No matter how far afield my fascinations take me, no matter how deep the rabbit hole I plunge down following some thread or other, I always end up returning to the Matter Of Britain, like my internal compass has a lock on it. Never fails.
I’ve been reading a lot of information about the Path of the Saints, Sant Mat or Surat Shabd yoga, but as always my eager mind returned to the Arthurian saga because that’s what it does. Several parallels have struck me and in fact, I am 99% certain that Taliesin (the 6th Century CE Bard and healer) was in fact an initiate into the Audible Life Stream. His poetry bears a remarkable similarity to Rumi’s in that regard, very mystic and near-incomprehensible – until you look at it as though he’s singing of the Sound Current, and then it makes total sense.
But that’s not what I’m ready to write about just yet.
Much of the Path of the Saints involves not creating Karma for yourself or anybody else, so that you can once and for all escape from this endless round of death and rebirth and move on to the next thing. The Masters’ primary task is the releasing of our Karma so we don’t have to do another round on the Wheel.
The core of the Arthurian stories are about redemption, healing, and restoring balance to the Sacred Land. The Fisher King is an excellent illustration of this. There are multiple versions of the story, but basically, Perceval is a youth who lives deep in a forest with his mother, a widow who’s husband and two oldest sons were killed in knightly activities. His mother resolved to keep him isolated from all that, but of course, destiny had other things in mind. One day a group of knights from Arthur’s court came questing through the woods, and he was off after them like a shot.
Eventually, he made it to the castle of the Fisher King, who had been wounded, some writers say in the thigh, some say through the scrotum, but all agree that it is a wound that will not heal, and nobody seems to be able to do anything about it. He is a Guardian of the Grail, but because he was wounded and he is so enfeebled, the lands around his castle have become waste land. Perceval goes to spend a night at the Grail Castle, and the Fisher King spends many hours talking with him. At one point, there is a procession through the hall where they are reclining, a youth carrying a spear which is dripping blood, a maiden carrying a golden cup which shines like the sun itself, and more maidens carrying a candelabra, the light of which pales in comparison to the glowing golden cup. The actual Grail, of course. Perceval, misinterpreting some instructions given him by a well-meaning relation, doesn’t ask about it at all, and the next morning he wakes up to find the castle deserted, his horse outside saddled and ready, and his armor laid out for him. He thinks it’s pretty odd, but sets off for Arthur’s court. Along the way he meets a girl who turns out to be his cousin, and she tells him he should have asked about the procession, because now the Fisher King can’t be healed, and it’s all his fault. After Perceval makes it to court, a woman called a Loathly Lady, or a Hideous Maiden, shows up to yell at him about it for a while. He sets off again to go make it right, but now he can’t find the castle at all, and falls deeper and deeper into despair. Eventually he manages to get there and ask the question, but it’s a long, twisty journey full of coincidence and travail, and it’s by sheer accident he finds himself back at the Grail Castle at all.

**Required work:**
• A. Summarize the piece on the Arthurian saga in two sentences.
• B. Reproduce word for word the passage of the piece on the Arthurian saga starting with "I’ve been reading" and going on through "makes total sense.".
• C. Translate this sentence from the piece on the Arthurian saga into Spanish: "Perceval goes to spend a night at the Grail Castle, and the Fisher King spends many hours talking with him."
The data that comes next is separate material and has no connection to the piece on the Arthurian saga.

**Entries shown:**
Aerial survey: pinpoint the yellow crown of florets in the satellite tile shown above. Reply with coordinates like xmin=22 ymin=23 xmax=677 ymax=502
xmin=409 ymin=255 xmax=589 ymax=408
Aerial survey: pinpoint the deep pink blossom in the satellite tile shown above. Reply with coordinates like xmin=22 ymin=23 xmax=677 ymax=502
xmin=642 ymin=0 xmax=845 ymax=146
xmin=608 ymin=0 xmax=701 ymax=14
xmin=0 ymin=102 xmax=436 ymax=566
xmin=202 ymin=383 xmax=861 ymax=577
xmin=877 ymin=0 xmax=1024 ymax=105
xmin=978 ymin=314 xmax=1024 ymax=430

---

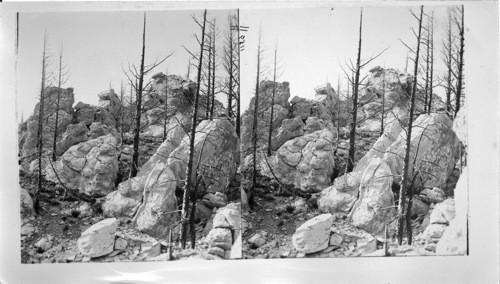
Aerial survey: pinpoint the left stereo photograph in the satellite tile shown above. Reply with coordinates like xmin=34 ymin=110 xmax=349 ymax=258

**Outputs by task:**
• A. The writer always returns to the Matter of Britain and, while reading about the Path of the Saints (which aims to escape the round of death and rebirth by not creating Karma), was struck by several parallels with the Arthurian saga. The writer retells the Fisher King story: Perceval fails to ask about the Grail procession, so the wounded king can't be healed, and only after a long, despairing journey does he return by accident to ask the question.

• B.
I’ve been reading a lot of information about the Path of the Saints, Sant Mat or Surat Shabd yoga, but as always my eager mind returned to the Arthurian saga because that’s what it does. Several parallels have struck me and in fact, I am 99% certain that Taliesin (the 6th Century CE Bard and healer) was in fact an initiate into the Audible Life Stream. His poetry bears a remarkable similarity to Rumi’s in that regard, very mystic and near-incomprehensible – until you look at it as though he’s singing of the Sound Current, and then it makes total sense.

• C. Perceval va a pasar una noche en el Castillo del Grial, y el Rey Pescador pasa muchas horas conversando con él.